Return every line of the rows that contains the word "vase", matching case exactly.

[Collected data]
---
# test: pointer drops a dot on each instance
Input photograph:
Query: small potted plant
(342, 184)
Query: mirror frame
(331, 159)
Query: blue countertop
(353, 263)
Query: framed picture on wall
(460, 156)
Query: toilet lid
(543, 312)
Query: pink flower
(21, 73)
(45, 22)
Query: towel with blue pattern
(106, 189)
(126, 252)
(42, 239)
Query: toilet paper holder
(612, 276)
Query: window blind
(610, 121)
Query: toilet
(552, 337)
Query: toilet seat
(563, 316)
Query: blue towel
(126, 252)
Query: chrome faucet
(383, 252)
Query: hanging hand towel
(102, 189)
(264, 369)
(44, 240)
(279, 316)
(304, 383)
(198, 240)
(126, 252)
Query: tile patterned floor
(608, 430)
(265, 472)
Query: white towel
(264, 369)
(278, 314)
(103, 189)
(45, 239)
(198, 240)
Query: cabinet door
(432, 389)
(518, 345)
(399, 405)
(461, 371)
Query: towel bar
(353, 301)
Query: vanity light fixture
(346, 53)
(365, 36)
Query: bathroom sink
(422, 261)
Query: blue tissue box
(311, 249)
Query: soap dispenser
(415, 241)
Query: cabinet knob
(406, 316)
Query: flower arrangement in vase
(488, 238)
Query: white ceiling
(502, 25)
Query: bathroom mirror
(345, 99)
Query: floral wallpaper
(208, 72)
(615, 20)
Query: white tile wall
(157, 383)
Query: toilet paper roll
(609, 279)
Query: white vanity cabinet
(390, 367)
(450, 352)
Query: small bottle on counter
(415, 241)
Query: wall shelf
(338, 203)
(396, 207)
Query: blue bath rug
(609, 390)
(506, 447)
---
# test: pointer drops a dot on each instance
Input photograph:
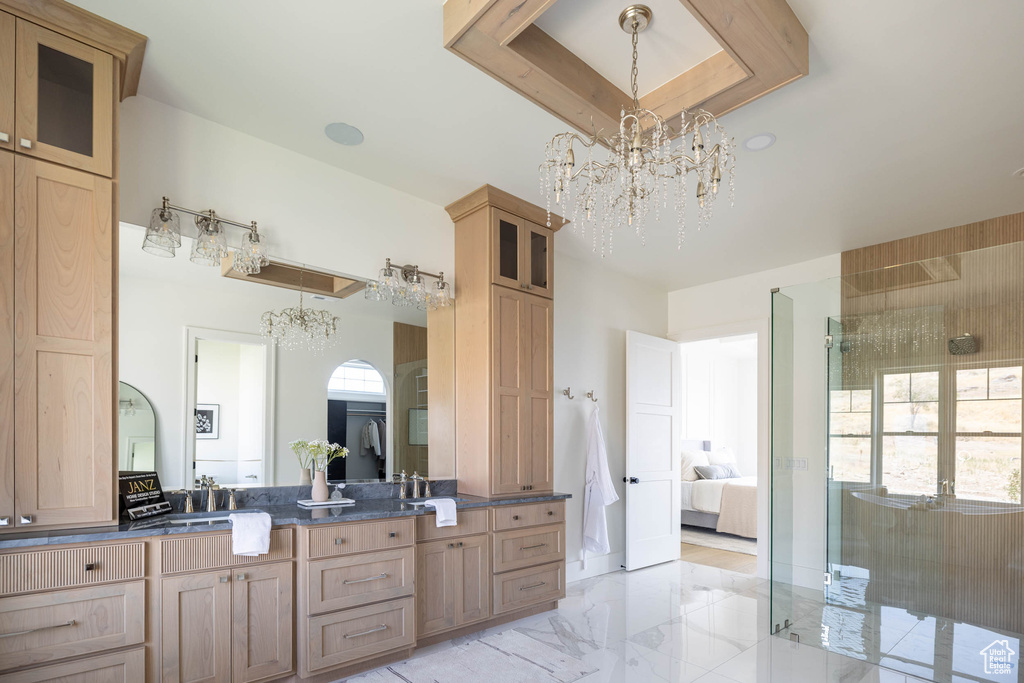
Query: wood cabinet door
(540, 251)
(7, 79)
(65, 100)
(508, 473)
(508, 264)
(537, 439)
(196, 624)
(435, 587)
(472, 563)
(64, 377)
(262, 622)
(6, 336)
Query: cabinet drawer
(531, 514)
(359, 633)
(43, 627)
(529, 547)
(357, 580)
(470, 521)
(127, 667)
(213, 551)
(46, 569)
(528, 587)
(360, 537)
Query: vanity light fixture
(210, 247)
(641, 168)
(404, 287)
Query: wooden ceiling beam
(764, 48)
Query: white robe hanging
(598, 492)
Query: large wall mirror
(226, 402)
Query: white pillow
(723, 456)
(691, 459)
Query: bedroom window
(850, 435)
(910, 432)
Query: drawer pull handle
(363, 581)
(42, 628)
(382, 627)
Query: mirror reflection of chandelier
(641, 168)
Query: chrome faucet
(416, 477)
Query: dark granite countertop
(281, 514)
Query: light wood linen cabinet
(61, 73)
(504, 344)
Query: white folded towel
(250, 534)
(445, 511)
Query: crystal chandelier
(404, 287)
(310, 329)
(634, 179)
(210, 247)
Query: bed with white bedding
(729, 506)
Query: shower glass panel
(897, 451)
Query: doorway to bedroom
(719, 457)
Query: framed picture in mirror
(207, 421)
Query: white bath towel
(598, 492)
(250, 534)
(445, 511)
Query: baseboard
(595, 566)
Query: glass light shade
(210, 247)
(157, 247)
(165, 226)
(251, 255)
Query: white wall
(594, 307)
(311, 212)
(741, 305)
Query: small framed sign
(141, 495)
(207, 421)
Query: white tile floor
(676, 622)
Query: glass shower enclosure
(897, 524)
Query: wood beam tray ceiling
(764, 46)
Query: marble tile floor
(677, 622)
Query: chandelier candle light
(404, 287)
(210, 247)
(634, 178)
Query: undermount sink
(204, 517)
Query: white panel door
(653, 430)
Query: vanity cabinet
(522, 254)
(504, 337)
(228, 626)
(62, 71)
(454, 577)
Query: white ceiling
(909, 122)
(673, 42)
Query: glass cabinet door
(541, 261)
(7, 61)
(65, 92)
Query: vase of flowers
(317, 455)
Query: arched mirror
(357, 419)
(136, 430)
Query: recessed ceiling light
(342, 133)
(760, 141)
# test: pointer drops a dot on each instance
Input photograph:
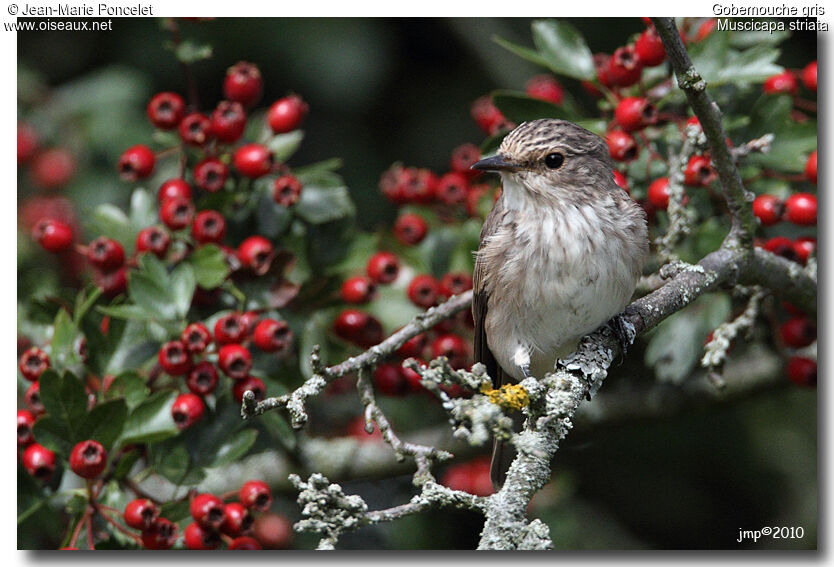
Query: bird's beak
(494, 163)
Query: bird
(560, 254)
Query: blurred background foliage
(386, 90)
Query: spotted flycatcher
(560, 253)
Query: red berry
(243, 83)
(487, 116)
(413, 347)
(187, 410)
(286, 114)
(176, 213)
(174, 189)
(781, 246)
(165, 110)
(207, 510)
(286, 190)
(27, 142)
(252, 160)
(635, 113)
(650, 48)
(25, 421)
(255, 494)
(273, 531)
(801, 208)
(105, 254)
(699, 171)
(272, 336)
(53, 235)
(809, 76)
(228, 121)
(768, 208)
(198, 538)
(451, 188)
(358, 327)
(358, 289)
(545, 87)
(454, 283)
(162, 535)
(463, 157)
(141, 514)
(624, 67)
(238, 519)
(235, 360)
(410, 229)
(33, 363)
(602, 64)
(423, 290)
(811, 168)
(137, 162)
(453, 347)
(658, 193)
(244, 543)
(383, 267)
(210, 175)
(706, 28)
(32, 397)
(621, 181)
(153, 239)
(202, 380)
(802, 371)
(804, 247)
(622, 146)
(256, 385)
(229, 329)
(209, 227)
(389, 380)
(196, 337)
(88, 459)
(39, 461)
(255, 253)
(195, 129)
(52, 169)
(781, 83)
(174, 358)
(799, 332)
---
== Final result ==
Query: flower arrangement in vase
Query: vase of flowers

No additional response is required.